> [QUESTIONS ON THE MATERIAL]:
1 > Answer these questions from the text on disability insurance:
(a) Who told the Senate that Social Security Disability Insurance was an "important factor" in the decline in U.S. labor force participation?
(b) What age range does the text give for "prime-age" workers?
(c) Is the labor force participation of older workers higher in the United States or in Europe?
2 > Could you reproduce the part of the text on disability insurance starting at "In his testimony, Duggan" and ending at "the labor force.)"?
##### TEXT FOR ANALYSIS
In Senate testimony earlier this year, Stanford economist Mark Duggan claimed that Social Security Disability Insurance (SSDI) was an “important factor” in the decline in labor force participation in the United States relative to other industrialized countries. In an earlier blog post, I showed that even research cited by Duggan found that disability receipt had a negligible impact on overall employment. Is it still possible that SSDI has a noticeable impact on labor force participation, a measure that includes unemployed workers actively looking for work? It might, if you believe—as Duggan does—that the process of applying for benefits is enough to make people stop looking for work. But as will be detailed in this blog post, there are more likely explanations for the relative decline in labor force participation in the United States compared to Europe, including more supportive labor market policies in Europe.

In his testimony, Duggan points to an increase since 1990 in the prime-age (25-54) labor force participation rate for the EU-15 countries (countries that belonged to the European Union before it expanded into Eastern Europe) and a decline in the same measure in the United States. (Note that Duggan focuses on a measure that excludes older workers who have higher disability rates. The labor force participation of older workers is higher in the United States than in Europe, a fact that does not support Duggan’s claim that disability insurance is keeping Americans out of the labor force.)
##########
##### RECORD SET
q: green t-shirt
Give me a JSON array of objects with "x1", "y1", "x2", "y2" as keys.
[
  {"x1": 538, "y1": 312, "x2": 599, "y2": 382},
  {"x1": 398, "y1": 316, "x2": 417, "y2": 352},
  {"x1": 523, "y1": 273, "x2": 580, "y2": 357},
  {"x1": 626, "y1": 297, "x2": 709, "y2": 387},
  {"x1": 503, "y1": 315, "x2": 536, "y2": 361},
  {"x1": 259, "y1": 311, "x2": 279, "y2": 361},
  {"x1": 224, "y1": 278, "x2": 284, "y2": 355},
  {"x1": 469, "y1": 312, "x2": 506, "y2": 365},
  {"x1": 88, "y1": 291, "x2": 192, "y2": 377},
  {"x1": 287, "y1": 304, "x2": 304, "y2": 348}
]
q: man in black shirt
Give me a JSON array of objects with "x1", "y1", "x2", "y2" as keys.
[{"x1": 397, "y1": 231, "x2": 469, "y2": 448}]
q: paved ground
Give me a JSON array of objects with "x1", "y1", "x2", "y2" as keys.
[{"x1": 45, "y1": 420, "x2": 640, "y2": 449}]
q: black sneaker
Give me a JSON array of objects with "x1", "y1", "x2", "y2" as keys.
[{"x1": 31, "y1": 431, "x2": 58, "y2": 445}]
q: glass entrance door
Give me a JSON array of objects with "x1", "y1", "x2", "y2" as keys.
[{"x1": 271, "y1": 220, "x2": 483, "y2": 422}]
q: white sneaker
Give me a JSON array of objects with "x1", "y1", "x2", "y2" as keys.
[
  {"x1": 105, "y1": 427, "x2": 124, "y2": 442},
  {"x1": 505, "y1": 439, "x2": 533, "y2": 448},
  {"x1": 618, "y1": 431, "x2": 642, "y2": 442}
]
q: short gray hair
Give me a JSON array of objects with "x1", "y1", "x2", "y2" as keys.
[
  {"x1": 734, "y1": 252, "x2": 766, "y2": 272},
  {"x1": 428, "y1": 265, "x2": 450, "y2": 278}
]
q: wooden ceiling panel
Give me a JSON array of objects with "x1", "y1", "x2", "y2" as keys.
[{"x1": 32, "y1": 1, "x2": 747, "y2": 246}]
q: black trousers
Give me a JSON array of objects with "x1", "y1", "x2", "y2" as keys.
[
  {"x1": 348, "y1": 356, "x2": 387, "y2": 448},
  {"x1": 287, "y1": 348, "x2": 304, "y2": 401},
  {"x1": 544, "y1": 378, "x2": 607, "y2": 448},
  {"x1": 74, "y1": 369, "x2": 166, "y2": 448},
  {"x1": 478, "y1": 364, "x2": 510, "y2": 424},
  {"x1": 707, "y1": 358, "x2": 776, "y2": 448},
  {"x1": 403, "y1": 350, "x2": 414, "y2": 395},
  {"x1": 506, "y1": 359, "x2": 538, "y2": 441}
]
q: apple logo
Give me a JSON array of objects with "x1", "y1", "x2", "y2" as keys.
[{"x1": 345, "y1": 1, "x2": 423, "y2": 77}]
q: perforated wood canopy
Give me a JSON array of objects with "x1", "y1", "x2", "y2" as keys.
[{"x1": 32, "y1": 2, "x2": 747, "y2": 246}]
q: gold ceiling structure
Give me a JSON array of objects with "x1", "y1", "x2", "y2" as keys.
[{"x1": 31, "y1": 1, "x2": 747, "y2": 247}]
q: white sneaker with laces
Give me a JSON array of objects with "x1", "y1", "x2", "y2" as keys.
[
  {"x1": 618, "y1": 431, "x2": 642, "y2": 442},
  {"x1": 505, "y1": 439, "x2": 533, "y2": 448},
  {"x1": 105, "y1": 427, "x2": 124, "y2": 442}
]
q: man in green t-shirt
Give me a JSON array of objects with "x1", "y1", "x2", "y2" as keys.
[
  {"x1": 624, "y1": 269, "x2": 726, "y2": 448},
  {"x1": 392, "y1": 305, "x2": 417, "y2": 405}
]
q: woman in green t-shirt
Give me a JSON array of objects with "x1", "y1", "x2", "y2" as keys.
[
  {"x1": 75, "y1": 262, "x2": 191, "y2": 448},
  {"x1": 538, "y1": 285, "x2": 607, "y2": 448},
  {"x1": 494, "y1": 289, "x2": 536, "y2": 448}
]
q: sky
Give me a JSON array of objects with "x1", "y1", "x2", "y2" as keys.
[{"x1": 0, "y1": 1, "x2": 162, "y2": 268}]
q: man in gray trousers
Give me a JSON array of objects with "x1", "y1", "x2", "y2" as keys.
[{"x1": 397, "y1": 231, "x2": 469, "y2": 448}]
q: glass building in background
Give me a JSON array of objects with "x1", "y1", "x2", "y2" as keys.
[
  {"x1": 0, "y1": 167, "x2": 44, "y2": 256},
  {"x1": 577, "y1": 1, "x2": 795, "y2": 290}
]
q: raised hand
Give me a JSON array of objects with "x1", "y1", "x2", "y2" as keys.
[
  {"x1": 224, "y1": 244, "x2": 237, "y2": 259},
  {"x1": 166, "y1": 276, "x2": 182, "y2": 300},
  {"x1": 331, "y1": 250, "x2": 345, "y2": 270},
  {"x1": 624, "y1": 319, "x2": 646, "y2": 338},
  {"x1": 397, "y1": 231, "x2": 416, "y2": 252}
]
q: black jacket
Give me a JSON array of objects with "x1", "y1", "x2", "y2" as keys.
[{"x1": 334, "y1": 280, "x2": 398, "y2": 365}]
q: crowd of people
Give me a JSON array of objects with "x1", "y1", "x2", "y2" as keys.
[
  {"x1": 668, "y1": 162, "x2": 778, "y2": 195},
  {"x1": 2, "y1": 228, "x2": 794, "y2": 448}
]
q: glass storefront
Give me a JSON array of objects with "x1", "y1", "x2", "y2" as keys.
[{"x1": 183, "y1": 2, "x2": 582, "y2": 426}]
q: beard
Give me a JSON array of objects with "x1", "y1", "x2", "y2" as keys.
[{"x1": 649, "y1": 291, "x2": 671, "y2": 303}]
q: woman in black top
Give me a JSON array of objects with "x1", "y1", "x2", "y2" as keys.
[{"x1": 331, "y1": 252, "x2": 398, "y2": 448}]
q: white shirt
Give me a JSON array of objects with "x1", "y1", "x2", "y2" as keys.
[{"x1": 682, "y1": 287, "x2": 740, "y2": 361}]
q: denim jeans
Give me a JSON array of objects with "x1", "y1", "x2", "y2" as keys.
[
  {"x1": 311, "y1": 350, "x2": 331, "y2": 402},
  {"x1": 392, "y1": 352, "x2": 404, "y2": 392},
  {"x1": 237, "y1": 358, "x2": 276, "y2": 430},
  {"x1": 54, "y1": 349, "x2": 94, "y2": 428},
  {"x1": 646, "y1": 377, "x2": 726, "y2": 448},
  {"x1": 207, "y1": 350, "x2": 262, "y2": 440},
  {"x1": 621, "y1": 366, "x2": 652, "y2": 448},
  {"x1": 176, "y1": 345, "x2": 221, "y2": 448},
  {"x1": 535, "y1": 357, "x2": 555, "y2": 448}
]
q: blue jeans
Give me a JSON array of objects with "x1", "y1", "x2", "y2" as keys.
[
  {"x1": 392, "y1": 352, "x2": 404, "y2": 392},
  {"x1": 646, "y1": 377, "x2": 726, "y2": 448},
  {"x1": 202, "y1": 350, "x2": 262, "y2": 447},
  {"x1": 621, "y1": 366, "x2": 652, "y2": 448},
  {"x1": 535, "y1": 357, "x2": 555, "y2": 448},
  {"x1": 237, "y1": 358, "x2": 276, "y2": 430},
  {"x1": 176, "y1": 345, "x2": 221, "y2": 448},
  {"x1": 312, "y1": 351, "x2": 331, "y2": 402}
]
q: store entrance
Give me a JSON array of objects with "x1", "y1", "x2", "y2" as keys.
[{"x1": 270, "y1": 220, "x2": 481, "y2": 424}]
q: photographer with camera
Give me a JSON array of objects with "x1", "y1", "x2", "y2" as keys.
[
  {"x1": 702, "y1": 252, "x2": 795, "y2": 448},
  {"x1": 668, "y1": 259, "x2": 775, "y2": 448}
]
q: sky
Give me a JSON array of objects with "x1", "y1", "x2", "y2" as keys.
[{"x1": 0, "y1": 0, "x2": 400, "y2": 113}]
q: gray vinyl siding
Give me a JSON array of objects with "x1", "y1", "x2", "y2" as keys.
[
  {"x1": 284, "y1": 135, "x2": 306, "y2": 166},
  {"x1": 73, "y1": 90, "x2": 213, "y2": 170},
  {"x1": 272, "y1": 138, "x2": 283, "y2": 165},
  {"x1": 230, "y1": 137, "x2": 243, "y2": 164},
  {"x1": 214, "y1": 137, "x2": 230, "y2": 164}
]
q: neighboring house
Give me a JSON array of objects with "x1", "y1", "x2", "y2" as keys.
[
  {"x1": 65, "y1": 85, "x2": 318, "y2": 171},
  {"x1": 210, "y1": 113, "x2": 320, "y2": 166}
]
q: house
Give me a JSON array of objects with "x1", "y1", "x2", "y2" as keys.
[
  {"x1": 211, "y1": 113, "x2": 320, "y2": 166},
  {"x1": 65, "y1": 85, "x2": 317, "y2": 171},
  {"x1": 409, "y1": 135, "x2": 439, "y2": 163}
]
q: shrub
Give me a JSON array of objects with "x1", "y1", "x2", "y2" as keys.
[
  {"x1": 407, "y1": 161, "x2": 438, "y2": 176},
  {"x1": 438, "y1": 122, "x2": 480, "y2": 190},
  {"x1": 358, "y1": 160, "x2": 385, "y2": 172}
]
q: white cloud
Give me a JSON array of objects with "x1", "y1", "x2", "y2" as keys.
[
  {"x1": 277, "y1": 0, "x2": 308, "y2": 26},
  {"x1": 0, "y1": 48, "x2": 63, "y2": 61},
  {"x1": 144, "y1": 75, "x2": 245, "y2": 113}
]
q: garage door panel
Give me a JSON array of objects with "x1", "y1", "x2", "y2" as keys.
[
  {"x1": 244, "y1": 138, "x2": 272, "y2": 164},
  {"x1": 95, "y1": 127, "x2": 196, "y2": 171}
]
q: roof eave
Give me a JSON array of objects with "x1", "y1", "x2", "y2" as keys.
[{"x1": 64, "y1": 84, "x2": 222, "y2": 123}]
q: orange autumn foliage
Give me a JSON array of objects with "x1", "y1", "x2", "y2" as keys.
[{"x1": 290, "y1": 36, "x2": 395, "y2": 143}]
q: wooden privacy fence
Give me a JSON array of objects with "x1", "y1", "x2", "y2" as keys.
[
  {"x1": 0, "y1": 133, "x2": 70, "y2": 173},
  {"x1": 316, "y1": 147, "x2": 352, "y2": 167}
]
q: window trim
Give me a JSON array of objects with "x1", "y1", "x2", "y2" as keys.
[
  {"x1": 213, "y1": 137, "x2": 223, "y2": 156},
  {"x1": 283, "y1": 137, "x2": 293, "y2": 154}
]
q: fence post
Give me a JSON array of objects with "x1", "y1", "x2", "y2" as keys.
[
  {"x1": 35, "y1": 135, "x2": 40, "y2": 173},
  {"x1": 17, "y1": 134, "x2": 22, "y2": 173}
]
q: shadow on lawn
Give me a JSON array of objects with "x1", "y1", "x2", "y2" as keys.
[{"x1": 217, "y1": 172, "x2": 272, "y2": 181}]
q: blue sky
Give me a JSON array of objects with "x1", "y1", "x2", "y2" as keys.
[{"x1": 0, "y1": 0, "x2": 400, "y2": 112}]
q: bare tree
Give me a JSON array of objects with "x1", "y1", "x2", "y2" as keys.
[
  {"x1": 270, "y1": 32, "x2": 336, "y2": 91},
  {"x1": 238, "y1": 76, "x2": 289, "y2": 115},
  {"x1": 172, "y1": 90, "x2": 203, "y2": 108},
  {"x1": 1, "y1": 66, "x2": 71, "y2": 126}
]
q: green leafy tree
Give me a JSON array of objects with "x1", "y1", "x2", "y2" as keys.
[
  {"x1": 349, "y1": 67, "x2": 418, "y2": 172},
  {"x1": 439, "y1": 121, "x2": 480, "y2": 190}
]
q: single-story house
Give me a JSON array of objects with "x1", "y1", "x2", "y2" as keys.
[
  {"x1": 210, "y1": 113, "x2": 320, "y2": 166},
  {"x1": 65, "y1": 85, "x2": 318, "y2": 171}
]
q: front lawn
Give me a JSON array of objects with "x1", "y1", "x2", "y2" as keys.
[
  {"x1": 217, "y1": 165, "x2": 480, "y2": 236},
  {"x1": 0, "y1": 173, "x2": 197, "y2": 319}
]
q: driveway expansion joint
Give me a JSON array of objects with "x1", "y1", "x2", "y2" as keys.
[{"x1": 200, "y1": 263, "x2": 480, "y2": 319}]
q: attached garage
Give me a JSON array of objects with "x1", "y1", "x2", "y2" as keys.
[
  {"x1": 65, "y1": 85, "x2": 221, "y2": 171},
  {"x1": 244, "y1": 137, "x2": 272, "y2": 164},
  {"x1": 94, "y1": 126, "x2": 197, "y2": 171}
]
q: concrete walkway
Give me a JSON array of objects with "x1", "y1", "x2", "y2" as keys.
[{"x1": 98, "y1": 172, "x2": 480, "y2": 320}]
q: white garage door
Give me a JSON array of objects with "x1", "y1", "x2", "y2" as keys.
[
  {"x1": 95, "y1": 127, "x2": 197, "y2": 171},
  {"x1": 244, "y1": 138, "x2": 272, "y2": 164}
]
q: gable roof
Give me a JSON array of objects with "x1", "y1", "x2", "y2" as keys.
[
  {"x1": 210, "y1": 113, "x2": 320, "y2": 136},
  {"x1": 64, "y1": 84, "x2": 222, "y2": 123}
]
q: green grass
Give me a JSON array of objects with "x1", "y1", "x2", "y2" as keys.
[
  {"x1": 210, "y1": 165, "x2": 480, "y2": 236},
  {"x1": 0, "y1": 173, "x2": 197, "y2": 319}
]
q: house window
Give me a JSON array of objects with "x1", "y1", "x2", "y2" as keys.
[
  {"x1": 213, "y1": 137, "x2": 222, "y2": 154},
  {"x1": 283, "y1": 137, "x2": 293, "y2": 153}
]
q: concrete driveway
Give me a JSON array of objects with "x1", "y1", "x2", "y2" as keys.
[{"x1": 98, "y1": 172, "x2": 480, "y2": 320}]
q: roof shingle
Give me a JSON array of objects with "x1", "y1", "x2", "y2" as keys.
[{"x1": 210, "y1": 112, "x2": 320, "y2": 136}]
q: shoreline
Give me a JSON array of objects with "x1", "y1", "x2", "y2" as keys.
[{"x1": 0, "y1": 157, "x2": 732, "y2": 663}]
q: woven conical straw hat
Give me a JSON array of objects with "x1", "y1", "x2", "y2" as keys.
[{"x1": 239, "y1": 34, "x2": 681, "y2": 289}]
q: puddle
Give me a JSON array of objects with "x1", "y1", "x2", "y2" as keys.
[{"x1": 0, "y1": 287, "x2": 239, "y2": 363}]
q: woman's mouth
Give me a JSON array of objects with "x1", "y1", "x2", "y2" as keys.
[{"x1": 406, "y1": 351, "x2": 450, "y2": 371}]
##########
> [EXERCISE RESULTS]:
1 >
(a) Stanford economist Mark Duggan.
(b) 25-54.
(c) In the United States.

2 >
In his testimony, Duggan points to an increase since 1990 in the prime-age (25-54) labor force participation rate for the EU-15 countries (countries that belonged to the European Union before it expanded into Eastern Europe) and a decline in the same measure in the United States. (Note that Duggan focuses on a measure that excludes older workers who have higher disability rates. The labor force participation of older workers is higher in the United States than in Europe, a fact that does not support Duggan’s claim that disability insurance is keeping Americans out of the labor force.)